> **Tasks**:
1) Reproduce the section of the article that opens with the words containing "This can come" and closes with "in gene therapy.", swapping "electron transfers" for "charge transfers".
2) Decide whether each statement agrees with the article: (a) the titanium dioxide crystals used were 4.5 nanometers wide; (b) Gayle Woloshak is currently at Argonne; (c) the conductive linkers are large inorganic molecules. Answer yes or no for each, quoting the deciding words.
3) List every person named in the article.

> **Given text**:
####
NEW YORK, Oct. 8 - A novel way to initiate and control chemical reactions on DNA strands may lead to new DNA-based sensors and gene-therapy procedures, according to scientists at the US Department of Energy.
Researchers at Argonne National Laboratory said the new technology is based on their discovery of small organic molecules that connect the electronic properties of semiconductors to biological or organic molecules. They used the molecules, which they call conductive linkers, to connect strands of DNA to titanium dioxide crystals 4.5 nanometers wide.
Since a titanium dioxide nanocrystal in the presence of light acts as a semiconductor and can generate "strong oxidizing power" that attacks organic molecules, the team said that that by using different conductive linkers they can "selectively control oxidation."
This can come in handy in DNA-based sensing devices, the researchers assert. For example, the scientists determine the sequence and structure of DNA strands by measuring the speed of electron transfers. Here's how it would work: Each DNA base has a different electronic property that varies with the sequence and structure of that DNA strand. By activating the titanium dioxide with light, the team can study the reactions and determine the sequence by comparing the speed and efficiency of the reactions.
The team is part of the Argonne Chemistry Division and includes Chemistry Division Director Marion Thurnauer and chemists Tijana Rajh, David Tiede and Lin Chen. In addition, the team has collaborated with Gayle Woloshak of Northwestern University, formerly of Argonne, to exploit this chemistry for use in gene therapy.
####
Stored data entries
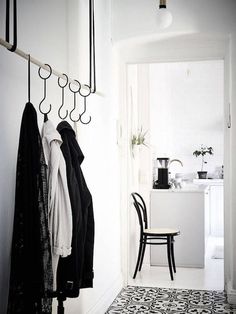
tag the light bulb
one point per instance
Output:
(164, 17)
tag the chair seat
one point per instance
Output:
(161, 231)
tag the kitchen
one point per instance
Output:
(185, 114)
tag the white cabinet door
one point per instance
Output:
(216, 210)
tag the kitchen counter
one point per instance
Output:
(188, 188)
(209, 181)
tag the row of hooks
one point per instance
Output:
(83, 94)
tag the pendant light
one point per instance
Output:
(164, 17)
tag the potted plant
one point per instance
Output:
(203, 151)
(138, 139)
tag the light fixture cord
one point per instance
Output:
(162, 4)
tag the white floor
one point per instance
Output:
(209, 278)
####
> **Solutions by task**:
1)
This can come in handy in DNA-based sensing devices, the researchers assert. For example, the scientists determine the sequence and structure of DNA strands by measuring the speed of charge transfers. Here's how it would work: Each DNA base has a different electronic property that varies with the sequence and structure of that DNA strand. By activating the titanium dioxide with light, the team can study the reactions and determine the sequence by comparing the speed and efficiency of the reactions.
The team is part of the Argonne Chemistry Division and includes Chemistry Division Director Marion Thurnauer and chemists Tijana Rajh, David Tiede and Lin Chen. In addition, the team has collaborated with Gayle Woloshak of Northwestern University, formerly of Argonne, to exploit this chemistry for use in gene therapy.

2)
(a) Yes: "titanium dioxide crystals 4.5 nanometers wide"
(b) No: "Gayle Woloshak of Northwestern University, formerly of Argonne"
(c) No: "small organic molecules"

3)
Marion Thurnauer
Tijana Rajh
David Tiede
Lin Chen
Gayle Woloshak